• [DESCRIPTION OF THE TASK]:
Copy every record exactly.

*** DATA FOR THIS TASK

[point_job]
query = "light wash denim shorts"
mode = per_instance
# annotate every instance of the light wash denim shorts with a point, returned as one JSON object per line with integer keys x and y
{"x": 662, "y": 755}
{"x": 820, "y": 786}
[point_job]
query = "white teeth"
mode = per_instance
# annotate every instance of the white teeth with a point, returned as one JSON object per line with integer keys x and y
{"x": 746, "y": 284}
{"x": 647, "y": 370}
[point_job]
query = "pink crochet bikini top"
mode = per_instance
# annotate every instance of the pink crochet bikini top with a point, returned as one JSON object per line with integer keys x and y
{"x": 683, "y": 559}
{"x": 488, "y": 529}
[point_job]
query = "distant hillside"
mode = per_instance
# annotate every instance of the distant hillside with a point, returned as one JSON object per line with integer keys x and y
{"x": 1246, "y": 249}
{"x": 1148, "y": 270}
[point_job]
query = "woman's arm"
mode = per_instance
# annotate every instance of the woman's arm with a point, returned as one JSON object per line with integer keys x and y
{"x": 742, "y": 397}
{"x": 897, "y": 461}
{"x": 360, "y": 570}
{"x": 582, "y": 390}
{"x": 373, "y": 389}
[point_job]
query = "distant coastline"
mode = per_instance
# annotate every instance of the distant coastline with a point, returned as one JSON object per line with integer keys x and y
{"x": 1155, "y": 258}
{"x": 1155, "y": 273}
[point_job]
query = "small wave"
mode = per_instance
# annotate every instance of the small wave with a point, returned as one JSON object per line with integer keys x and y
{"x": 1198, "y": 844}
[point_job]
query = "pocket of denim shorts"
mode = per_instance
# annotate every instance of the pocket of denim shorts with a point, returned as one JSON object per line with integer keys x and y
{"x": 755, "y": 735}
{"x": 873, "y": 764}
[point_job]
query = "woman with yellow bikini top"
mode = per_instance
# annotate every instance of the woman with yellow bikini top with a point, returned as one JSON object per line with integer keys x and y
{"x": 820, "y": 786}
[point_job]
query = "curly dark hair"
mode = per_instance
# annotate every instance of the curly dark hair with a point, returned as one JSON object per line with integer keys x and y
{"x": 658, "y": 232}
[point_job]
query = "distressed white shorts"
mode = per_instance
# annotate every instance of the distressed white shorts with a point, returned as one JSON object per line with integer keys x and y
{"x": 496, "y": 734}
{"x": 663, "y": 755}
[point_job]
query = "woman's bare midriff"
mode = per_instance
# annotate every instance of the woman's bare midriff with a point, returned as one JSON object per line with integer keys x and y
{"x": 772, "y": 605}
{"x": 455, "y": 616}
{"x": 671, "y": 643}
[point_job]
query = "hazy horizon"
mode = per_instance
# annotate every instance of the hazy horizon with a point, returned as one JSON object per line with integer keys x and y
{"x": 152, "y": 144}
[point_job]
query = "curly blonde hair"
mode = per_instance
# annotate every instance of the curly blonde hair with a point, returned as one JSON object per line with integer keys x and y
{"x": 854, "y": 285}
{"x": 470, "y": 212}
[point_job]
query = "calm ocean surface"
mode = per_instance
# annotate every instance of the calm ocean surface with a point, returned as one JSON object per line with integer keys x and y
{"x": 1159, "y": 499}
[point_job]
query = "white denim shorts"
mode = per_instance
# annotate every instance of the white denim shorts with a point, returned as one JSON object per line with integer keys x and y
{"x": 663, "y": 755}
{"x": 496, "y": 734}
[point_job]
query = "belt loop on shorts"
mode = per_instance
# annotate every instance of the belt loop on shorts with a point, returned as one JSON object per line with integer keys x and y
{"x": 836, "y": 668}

******

• [RESPONSE TO THIS EXERCISE]:
[point_job]
query = "light wash denim shorts"
mode = per_instance
# annotate every instance of the light wash denim shorts with a point, returned as one JSON object per line with integer keys x and y
{"x": 662, "y": 755}
{"x": 820, "y": 786}
[point_job]
query = "white teeth"
mode = per_instance
# annotate every instance of the white teeth with a point, returned as one JSON object per line with integer keys x and y
{"x": 746, "y": 284}
{"x": 647, "y": 370}
[point_job]
query = "pink crochet bikini top"
mode = per_instance
# annotate every instance of the pink crochet bikini top with a point, returned as one JSON object per line with integer keys x and y
{"x": 683, "y": 559}
{"x": 488, "y": 529}
[point_job]
query = "distant hillside"
mode = per_instance
# annotate every instance of the distant hillside with a point, returned as one JSON object per line with integer keys x and y
{"x": 1246, "y": 249}
{"x": 1148, "y": 270}
[point_job]
query = "woman's arm"
mode = per_instance
# annotate every instance of the woman's arm with a point, returned as one JSON object per line with integer keys x and y
{"x": 742, "y": 397}
{"x": 897, "y": 461}
{"x": 360, "y": 570}
{"x": 582, "y": 390}
{"x": 373, "y": 389}
[point_job]
query = "distant coastline"
mode = per_instance
# annotate every instance of the distant coastline with a point, returned as one JSON object per line with integer keys x and y
{"x": 1155, "y": 258}
{"x": 1155, "y": 273}
[point_job]
query = "small wave"
mode = per_instance
# annotate every instance of the small wave with a point, returned as one JSON object per line with integer keys x and y
{"x": 1198, "y": 844}
[point_job]
query = "pocket of denim shorts"
mode = per_instance
# annotate every instance of the pocket of denim shorts with a point, returned as one JSON object per line with integer keys x and y
{"x": 755, "y": 735}
{"x": 873, "y": 764}
[point_job]
query = "woman with yellow bikini top"
mode = per_instance
# annotate every instance of the woman with yellow bikini top with a point, returned as one JSON object per line with integer keys x and y
{"x": 820, "y": 786}
[point_job]
query = "curly dark hair"
mode = per_instance
# annotate every instance of the curly dark hair with a point, returned as one JSON object per line with integer keys x and y
{"x": 658, "y": 232}
[point_job]
query = "distressed white shorts"
mode = per_instance
# annotate every instance of the distressed white shorts with a point, returned as one JSON object per line with integer keys x and y
{"x": 496, "y": 734}
{"x": 663, "y": 755}
[point_job]
query = "woman's bare midriff"
mode = per_instance
# annotate every instance of the woman's bare midriff with a point, returned as one JSON object per line with integer keys x and y
{"x": 772, "y": 605}
{"x": 455, "y": 616}
{"x": 671, "y": 643}
[point_job]
query = "hazy horizon"
mode = per_instance
# annotate every instance of the hazy horizon with a point, returned as one JSON object per line with integer keys x and y
{"x": 152, "y": 144}
[point_job]
query = "curly blonde hair"
mode = per_instance
# annotate every instance of the curly blonde hair with a point, returned as one JSON object per line with integer keys x and y
{"x": 854, "y": 285}
{"x": 470, "y": 212}
[point_job]
query = "calm ocean surface"
mode = per_instance
# annotate every instance of the calm ocean surface with a point, returned as one JSON object per line with integer keys x and y
{"x": 1159, "y": 499}
[point_job]
query = "white denim shorts"
mode = per_instance
# annotate every instance of the white denim shorts with a point, returned as one JSON object per line with integer keys x and y
{"x": 663, "y": 755}
{"x": 496, "y": 734}
[point_job]
query = "belt loop on shorts"
mode = per_instance
# annotate every instance of the belt loop on shorts with a point, returned as one JSON object per line with integer keys x and y
{"x": 836, "y": 668}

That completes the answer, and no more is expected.